===== TEXT EXCERPT =====

# So Why DID YOU Join Alpinezone????



## thetrailboss (Apr 12, 2005)

For me:  Greg's AZ challenge roped me in...the discussion when I first visited was real good...I like the forums because one gets "insider info" about conditions in the mtns, etc. :wink:   But it has grown to so much more...I've made some great friends, gone on four AZ days, and had a great time!  :beer:


----------



## bvibert (Apr 12, 2005)

Hmmm... what if more than one apply?? 

I would vote for at least the first 4, and maybe 6 and 7   :beer:

And where is the choice for "I hate DH skiing and I want to educate everyone on how XC is superior!"


----------



## thetrailboss (Apr 12, 2005)

bvibert said:
			
		

> And where is the choice for "I hate DH skiing and I want to educate everyone on how XC is superior!"



Yes, that individual would not be able to vote  :wink:


----------



## ctenidae (Apr 12, 2005)

=====

TASK TO CARRY OUT —
Name each distinct user who posts in the Alpinezone thread above, listing each name only once.

===== DATASET EXCERPT =====

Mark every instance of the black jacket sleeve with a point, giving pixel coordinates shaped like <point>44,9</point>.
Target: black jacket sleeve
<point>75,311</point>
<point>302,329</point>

=====

FINAL ANSWER —
thetrailboss, bvibert, ctenidae